*What the task requires*: Please explain, from the Rahul Khanna profile below, why the writer calls the Royal Willingdon Sports Club the last place you would expect to interview an actor. Keep it to one to three sentences.

*Quoted passage*:
--------------------------------------------------
The crossover star of the 90s, Rahul Khanna plays a Pakistani intelligence officer in an Emmy-nominated drama and becomes the internet’s latest boyfriend
Nikhil Taneja Nikhil Taneja | 04 Aug, 2016
TUCKED AWAY IN a lane a few hundred metres from Mumbai’s iconic Haji Ali Dargah, you are likely to miss the Royal Willingdon Sports Club if you aren’t aware of it. Founded in 1918 by Lord Willingdon, the then Governor of Bombay, the club is cited as Mumbai’s ‘most exclusive’, with its membership having been shut to outsiders since 1985, and is especially known for its snobbery towards all things Bollywood.
So this club is the last place you would expect to meet an actor for an interview, least of all one who purportedly counts on his allegiance to the Indian film industry. But then again, Rahul Khanna is no ‘Boutique Bollywood actor’, even though his Twitter bio claims so.
Khanna, the son of the legendary 1970s superstar, Vinod Khanna, India’s first de facto sex symbol, and former model Gitanjali Taleyarkhan, could well be the personification of cinema’s popular ‘fish out of water’ trope. Stylish to a fault and impeccably well mannered, the actor has the grace and poise of a gentleman more suited to the era in which the Willingdon Club flourished, than the hasty, unruly world of today.
And so he fits right in when a role demands a certain kind of sophistication, be it that of a rich investment banker with shades of grey in season 1 of Anil Kapoor’s 24, or his most recent, scene-stealing role as a Pakistani spy with a keen eye for American women in the international drama series, The Americans, that has been nominated for an Emmy for Outstanding Drama series this year.
Khanna plays Yousaf Rana, an Oxford-educated intelligence officer from Pakistan who is a covert double agent. What started off as a cameo in a single episode turned into a full-fledged character in the following season, complete with graphic sex scenes.
--------------------------------------------------
*Provided records*:
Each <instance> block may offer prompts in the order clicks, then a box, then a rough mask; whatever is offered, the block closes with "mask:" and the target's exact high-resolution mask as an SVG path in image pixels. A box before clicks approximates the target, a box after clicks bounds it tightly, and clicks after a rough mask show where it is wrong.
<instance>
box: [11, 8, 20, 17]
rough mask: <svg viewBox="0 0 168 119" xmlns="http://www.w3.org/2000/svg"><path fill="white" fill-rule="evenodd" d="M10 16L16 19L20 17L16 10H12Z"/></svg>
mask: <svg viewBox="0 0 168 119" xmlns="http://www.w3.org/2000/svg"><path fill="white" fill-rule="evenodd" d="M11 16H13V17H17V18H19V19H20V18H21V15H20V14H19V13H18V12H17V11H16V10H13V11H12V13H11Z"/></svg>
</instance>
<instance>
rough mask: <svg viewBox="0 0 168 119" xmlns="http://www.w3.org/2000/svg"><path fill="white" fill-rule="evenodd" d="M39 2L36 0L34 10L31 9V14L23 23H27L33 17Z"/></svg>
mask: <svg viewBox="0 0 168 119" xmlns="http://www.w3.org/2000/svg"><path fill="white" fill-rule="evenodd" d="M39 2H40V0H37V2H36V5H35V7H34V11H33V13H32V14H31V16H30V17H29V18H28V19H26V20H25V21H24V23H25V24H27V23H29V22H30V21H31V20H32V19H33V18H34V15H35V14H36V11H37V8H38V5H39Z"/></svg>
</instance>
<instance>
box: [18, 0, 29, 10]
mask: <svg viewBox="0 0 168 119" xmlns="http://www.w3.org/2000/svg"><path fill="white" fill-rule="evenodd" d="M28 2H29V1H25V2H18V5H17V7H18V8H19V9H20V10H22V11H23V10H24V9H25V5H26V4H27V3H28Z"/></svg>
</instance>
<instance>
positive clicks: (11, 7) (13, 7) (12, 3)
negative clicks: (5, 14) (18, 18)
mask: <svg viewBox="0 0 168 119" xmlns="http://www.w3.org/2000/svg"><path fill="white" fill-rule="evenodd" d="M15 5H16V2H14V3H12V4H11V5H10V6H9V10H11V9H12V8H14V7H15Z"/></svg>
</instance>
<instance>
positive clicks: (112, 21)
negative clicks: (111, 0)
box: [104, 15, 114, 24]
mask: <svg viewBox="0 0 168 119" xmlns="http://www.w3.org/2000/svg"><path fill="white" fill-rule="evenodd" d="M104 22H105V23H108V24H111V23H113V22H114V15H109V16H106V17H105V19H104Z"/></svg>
--------------------------------------------------
*Written response*: The club is especially known for its snobbery toward all things Bollywood, and Khanna purportedly counts on his allegiance to the Indian film industry. That pairing makes the club an unlikely setting for interviewing him.